## DIRECTIONS
1. Please quote the part of the Chameleon FAQ that opens with the words containing "And finally, you" and closes with "the same appliance?".
2. Decide whether each statement below agrees with the Chameleon FAQ, answering yes or no and quoting the words that settle it. (a) The Edit button sits at the top right of an appliance's Details page. (b) The three clouds of the Chameleon testbed share a single Glance image repository. (c) Ubuntu 14.04 and 16.04 appliances have been provided since 2014.

As always, if you encounter any problems or want to share with us additional improvements we should do to the process, please don’t hesitate to submit a ticket.


How can I manage an appliance on Chameleon Appliance Catalog?

If you are the owner of the appliance, you can edit the appliance data, such as the description or the support information. Browse to the appliance that you want to edit and view its Details page. At the top right of the page is an Edit button. You will be presented with the same web form as when creating the appliance, pre-filled with the appliances current information. Make changes as necessary and click Save at the bottom of the page.

And finally, you can delete appliances you had made available. Browse to the appliance that you want to delete and click Edit on the Appliance Details page. At the bottom of the page is a Delete button. You will be asked to confirm once more that you do want to delete this appliance. After confirming, the appliance will be removed and no longer listed on the Appliance Catalog.


Why are there different image IDs for KVM@TACC, CHI@TACC, and CHI@UC for the same appliance?

The three clouds forming the Chameleon testbed are fully separated, each having its own Glance image repository. The same appliance image uploaded to the three clouds will produce three different image IDs. In addition, it is sometimes needed to customize an appliance image for each site, resulting in slightly different image files.


Can I use Ubuntu, Debian, or another operating system rather than CentOS on bare-metal?

The recommended appliance for Chameleon is CentOS 7 (supported by Chameleon staff), or appliances built on top of it.
These appliances provide Chameleon-specific customizations, such as login using the cc account, the cc-checks utility to verify hardware against our resource registry, gathering of metrics, etc. Since 2016, we also provide and support Ubuntu 14.04 and 16.04 appliances with the same functionality.

## SOURCE DATA
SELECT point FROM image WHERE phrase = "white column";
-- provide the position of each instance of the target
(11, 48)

## PER-TASK ANSWERS
1.
And finally, you can delete appliances you had made available. Browse to the appliance that you want to delete and click Edit on the Appliance Details page. At the bottom of the page is a Delete button. You will be asked to confirm once more that you do want to delete this appliance. After confirming, the appliance will be removed and no longer listed on the Appliance Catalog.


Why are there different image IDs for KVM@TACC, CHI@TACC, and CHI@UC for the same appliance?

2.
(a) Yes: "At the top right of the page is an Edit button."
(b) No: "each having its own Glance image repository."
(c) No: "Since 2016, we also provide and support Ubuntu 14.04 and 16.04 appliances"